TASK INSTRUCTIONS.
1. Reproduce the passage of the beginner vegetable-growing guide starting with "1. Courgettes" and going on through "have left over.".
2. Go on with the beginner vegetable-growing guide from the point where it stops.

SELECTED EXTRACT.
If you're a beginner at growing your own vegetables these are the ideal way to get quality home-grown produce with absolute the minimum of effort.
1. Courgettes
Sow these in the spring and you'll be eating them for most of the summer and autumn. The more you pick them, the more they'll grow, and if you slice them up you can freeze any you have left over.
2. Garlic
You can plant cloves brought from a supermarket but proper bulbs from a nursery or garden centre will grow better. Plant the cloves just below the surface of the soil about 10cm apart in autumn and they should be ready around mid august time.
3. Carrots
The best varieties to grow are Early Nantes in summer and Autumn Kings in winter. Make sure you dig your ground over properly to get long carrots, but don't use fertiliser or you will get 'fanging' (extra bits growing off the sides). Because of the warm, wet summers we now get a lot of carrot root fly - you can get around this by growing them under insect proof netting (I also use this method on leeks because of leek moth)
4. Potatoes
These are one of the few vegetables that are easier to grow in your garden rather than an allotment because of the risk of potato blight. It's still possible on an allotment but it pays to buy a blight resistant variety and grow them under plastic. Potatoes will grow really easily in a raised bed or in a potato planter on your patio.

Recorded data:
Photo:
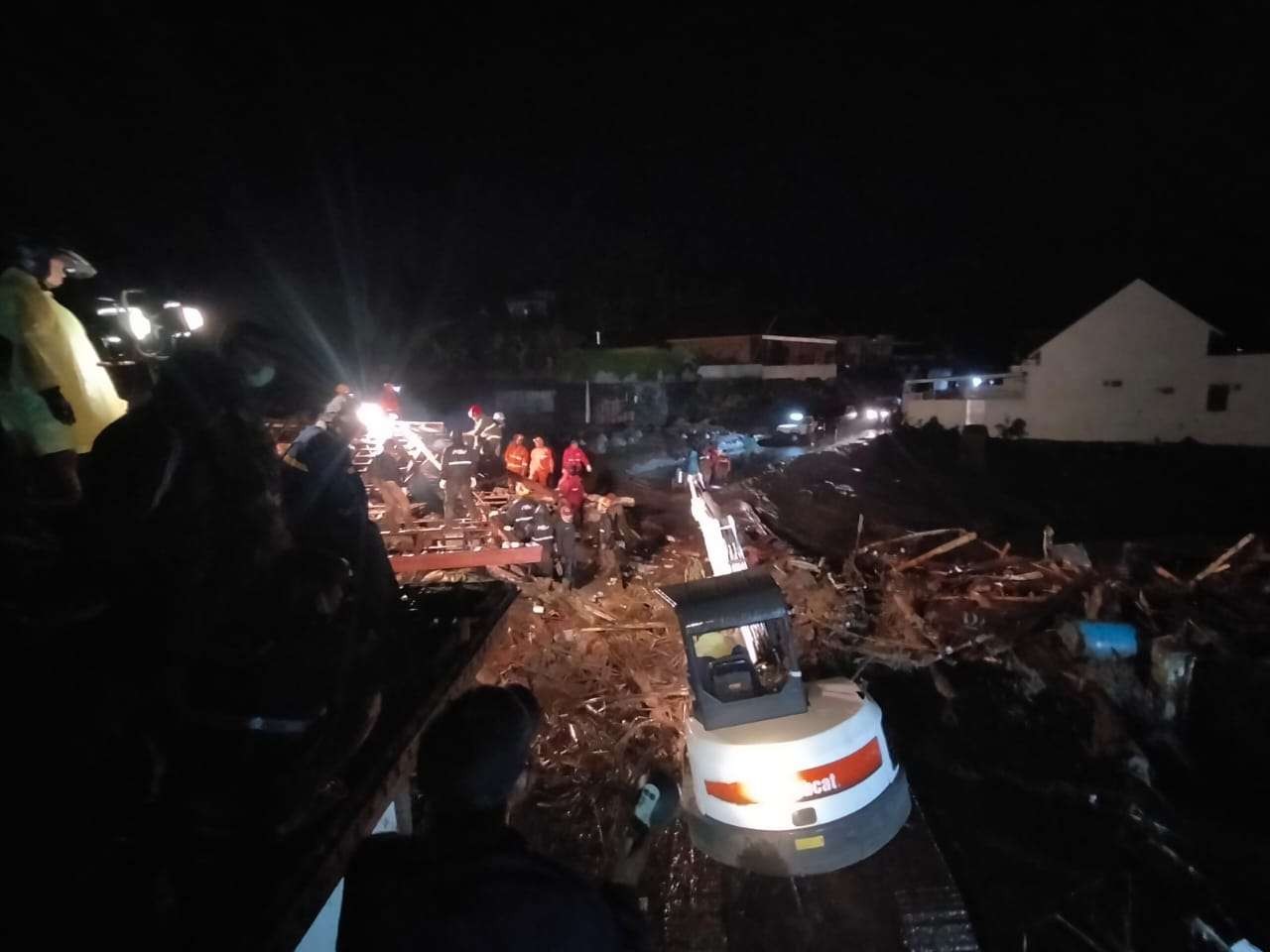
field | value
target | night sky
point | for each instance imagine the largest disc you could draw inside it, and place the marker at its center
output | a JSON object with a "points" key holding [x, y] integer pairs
{"points": [[361, 176]]}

ANSWERS IN ORDER.
1.
1. Courgettes
Sow these in the spring and you'll be eating them for most of the summer and autumn. The more you pick them, the more they'll grow, and if you slice them up you can freeze any you have left over.

2.
5. Runner Beans
Plant your beans from May onwards (or when the risk of frost is past) about 15cm apart and as soon as you have some growth, give them a stick to climb up. Once you see small red flowers, you can water them to get the beans to set. Make sure you keep picking these as the more you pick, the more you'll get! Try to find a 'stringless' variety to make them less hassle to cook.
6. Radish
These grow well in raised beds or patio planters - make sure the soil is well dug and add some bone meal. Plant summer varieties in mid-April and autumn ones from July. You can use a bell cloche to start planting earlier.
7. Onions
It's easiest to grow these from onion sets and put some bird netting over them to stop them from pulling them up. You can grow winter onions (plant in October/November) which will be ready in early summer and plant standard ones in March which should be ready in September/October. Bend the tops over a few weeks before you harvest them.
8. Lettuce
You can grow lettuce most of the year provided you protect it against the cold - a small polytunnel or bell cloche is fine for this. Make sure you keep the slugs and snails away as they will destroy your plants, a beer trap or copper slug bands means you don't have to use pellets which can kill birds.
9. Spinach Beet
Be sure to buy spinach beet seed rather than just spinach seed, it's far easier to grow and tastes just as good. Just sow some in the spring and you'll have spinach until the frost gets it in the winter.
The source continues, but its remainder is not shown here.